Items listed in a dataset
──────
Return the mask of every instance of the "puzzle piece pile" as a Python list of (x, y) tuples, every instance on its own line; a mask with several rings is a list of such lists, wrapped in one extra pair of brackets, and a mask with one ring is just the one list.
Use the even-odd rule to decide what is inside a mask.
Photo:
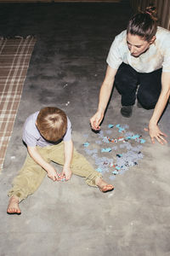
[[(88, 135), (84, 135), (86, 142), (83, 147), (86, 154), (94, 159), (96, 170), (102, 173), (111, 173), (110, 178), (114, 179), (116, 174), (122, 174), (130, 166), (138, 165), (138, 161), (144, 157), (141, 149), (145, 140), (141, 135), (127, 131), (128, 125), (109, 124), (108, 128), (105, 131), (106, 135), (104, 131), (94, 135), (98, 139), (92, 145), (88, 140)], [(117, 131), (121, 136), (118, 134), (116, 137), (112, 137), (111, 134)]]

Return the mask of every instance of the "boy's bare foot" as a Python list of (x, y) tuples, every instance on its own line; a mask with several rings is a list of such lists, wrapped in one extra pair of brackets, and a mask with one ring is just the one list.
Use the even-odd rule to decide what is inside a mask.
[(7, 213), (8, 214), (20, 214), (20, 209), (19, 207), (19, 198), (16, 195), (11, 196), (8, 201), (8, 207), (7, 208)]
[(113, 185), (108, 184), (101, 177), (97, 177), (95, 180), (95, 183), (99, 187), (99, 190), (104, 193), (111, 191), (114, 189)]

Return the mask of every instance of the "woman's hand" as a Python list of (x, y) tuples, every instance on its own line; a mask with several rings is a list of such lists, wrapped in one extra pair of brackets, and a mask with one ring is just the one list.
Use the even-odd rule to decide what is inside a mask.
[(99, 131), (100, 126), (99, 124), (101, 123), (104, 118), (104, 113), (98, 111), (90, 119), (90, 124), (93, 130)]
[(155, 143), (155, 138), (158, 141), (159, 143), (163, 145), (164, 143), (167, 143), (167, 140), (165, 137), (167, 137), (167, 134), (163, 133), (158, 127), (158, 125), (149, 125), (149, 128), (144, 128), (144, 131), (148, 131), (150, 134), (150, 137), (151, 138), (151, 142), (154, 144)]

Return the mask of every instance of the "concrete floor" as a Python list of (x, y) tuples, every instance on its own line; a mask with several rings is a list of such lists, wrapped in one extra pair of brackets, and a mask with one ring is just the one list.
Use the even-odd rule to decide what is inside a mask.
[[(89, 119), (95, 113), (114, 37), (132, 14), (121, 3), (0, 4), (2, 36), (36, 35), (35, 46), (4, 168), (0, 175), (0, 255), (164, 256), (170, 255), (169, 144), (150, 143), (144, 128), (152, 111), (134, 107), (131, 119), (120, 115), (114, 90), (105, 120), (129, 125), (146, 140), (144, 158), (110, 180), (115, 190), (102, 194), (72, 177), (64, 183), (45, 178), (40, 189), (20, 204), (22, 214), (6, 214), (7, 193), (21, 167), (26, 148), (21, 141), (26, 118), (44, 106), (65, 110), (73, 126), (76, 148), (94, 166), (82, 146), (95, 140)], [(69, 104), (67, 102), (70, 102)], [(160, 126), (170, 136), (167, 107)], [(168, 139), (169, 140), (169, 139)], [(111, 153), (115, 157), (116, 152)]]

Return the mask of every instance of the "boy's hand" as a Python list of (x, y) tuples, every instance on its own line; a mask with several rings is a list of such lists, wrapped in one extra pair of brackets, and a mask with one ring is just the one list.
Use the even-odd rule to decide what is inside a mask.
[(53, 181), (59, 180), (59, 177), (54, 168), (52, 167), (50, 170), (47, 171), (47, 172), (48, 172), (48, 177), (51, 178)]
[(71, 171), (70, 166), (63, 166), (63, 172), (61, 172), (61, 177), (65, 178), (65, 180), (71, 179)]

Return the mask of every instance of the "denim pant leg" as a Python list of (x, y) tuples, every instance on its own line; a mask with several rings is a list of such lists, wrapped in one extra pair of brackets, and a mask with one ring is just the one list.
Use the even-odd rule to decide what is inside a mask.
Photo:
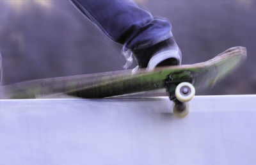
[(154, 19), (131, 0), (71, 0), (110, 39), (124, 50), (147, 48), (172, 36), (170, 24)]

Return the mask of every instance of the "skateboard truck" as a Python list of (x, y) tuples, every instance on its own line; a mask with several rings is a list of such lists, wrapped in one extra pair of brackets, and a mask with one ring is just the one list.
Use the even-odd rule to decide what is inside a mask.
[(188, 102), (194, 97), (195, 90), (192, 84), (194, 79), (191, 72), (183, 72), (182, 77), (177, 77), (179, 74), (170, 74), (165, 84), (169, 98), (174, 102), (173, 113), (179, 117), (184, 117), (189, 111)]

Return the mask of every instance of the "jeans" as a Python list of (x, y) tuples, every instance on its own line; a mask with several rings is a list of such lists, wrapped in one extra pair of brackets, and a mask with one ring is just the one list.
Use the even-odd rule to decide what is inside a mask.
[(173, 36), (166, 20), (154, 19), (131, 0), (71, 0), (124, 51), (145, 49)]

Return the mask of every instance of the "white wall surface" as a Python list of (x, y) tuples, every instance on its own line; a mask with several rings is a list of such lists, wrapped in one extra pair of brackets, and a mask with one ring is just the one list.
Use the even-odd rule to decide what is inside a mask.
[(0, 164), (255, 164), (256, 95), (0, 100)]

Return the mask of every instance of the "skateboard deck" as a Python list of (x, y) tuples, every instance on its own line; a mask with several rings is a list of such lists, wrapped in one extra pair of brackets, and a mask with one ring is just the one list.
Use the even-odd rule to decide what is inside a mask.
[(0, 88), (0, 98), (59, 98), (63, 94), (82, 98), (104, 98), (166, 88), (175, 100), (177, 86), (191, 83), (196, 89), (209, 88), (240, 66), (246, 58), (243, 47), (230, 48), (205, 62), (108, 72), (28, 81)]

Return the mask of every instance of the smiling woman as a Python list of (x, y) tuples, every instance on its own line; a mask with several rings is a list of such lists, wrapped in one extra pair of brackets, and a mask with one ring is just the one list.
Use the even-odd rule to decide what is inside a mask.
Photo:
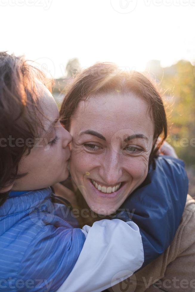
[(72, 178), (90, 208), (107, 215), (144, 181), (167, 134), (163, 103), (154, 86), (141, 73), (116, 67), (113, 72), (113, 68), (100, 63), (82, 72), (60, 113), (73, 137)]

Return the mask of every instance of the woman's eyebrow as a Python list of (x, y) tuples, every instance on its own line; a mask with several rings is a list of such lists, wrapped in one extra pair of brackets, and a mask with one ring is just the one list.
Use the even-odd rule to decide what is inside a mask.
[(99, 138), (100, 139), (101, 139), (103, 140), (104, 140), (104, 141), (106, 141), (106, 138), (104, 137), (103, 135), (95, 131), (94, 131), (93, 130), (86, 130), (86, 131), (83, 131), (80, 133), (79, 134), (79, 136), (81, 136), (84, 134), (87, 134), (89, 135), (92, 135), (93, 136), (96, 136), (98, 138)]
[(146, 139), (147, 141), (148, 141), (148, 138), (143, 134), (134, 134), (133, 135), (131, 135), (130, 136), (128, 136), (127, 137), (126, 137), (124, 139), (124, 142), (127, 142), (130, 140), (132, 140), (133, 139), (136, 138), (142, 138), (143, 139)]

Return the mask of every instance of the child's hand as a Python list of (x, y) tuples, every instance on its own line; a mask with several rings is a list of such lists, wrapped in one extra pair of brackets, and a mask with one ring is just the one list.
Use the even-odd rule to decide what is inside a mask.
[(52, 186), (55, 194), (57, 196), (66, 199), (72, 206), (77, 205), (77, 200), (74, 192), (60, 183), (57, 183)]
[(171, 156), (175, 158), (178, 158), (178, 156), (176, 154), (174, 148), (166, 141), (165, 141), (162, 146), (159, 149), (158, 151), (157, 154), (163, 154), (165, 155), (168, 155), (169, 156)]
──────
Set exercise: Print only the lines from the one with "Return the mask of every instance of the child's" to the end of the records, both included.

Written answer:
Return the mask of every instance of the child's hand as a Python list of (x, y) tuples, every instance on its own line; a mask with several rings is a list of such lists, wrapped in one extra pair of brackets, and a mask with one ring is just the one list.
Use the even-odd rule to decide what is inside a mask.
[(52, 186), (55, 194), (57, 196), (66, 199), (72, 206), (77, 205), (77, 200), (74, 192), (60, 183), (57, 183)]
[(171, 156), (175, 158), (178, 158), (178, 156), (176, 154), (174, 148), (166, 141), (165, 141), (162, 146), (159, 149), (158, 151), (157, 154), (163, 154), (165, 155), (168, 155), (169, 156)]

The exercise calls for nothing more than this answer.